What plastic polish?! My posts in this topic as far as I recall have nothing to do with polishing any plastic? Can you explain please?

As requested 2 answers, 1) yes of course the outside surface of the polycarbonate is completely unaffected by the paint and my posts do not concern the outside surface whatsoever, so of course it will always be glossy. I did not mention anything about the outside surface. I was referring to the paint finish visible looking through the glossy side. Without any modification, some of the PC paints as standard straight out of the bottle had several problems, such as coverage, brush marks, etc. which were plainly visible under domestic light when looking through the glossy side of the Polycarbonate. Hence the need to modify them to make them dry much slower to get rid of the brush marks and make them flow better and cover the surface etc. You can see the difference in the photo's.

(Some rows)
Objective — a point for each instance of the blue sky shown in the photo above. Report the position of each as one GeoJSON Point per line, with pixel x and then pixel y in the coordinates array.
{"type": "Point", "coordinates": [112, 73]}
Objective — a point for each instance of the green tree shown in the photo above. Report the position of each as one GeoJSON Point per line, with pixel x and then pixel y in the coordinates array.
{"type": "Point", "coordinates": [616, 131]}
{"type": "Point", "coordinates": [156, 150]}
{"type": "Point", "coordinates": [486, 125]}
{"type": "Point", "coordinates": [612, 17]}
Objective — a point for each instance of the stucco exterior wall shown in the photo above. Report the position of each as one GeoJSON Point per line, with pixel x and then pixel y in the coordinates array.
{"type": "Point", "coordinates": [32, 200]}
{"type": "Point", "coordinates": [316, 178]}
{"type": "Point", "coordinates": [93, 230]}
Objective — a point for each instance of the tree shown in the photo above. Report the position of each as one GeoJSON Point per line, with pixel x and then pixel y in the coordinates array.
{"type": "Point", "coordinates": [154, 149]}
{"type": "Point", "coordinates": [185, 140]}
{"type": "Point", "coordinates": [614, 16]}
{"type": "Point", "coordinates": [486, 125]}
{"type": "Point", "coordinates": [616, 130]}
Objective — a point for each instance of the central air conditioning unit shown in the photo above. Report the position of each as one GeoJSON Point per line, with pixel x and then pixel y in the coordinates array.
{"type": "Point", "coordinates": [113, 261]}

- EXERCISE INSTRUCTIONS -
1. In the post about painting polycarbonate, what problems did some PC paints have straight out of the bottle?
2. Carry on the post about painting polycarbonate from its final sentence.

- RESPONSES FOR EACH TASK -
1. They had problems such as coverage and brush marks.

2.
2) You get brush marks in most of these paints even if you modify them to dry slower and flow better. When they are as used straight out of the bottle unmodified, these brush marks are visible and also result in patchy coverage in some of these paints , both effects being plainly visible even under modest domestic lighting. The glossy surface on the very outside of the lexan is irrelevant. Read the topic in full and look at all of the pictures and you will see what I mean. Unless you have ever used these exact paints then you may not be aware of what I mean.

Coating it over and over is a problem since the solvent in the next coat dissolves the paint in the 1st coat and you end up with a mess that still shows brush marks from the glossy side and still has patchy coverage. The problem is not that you have to add more coats. The problem is that the coats dry WAY too fast resulting in brush marks and patchy coverage. Again you'll see this if you refer to the relevant photo's.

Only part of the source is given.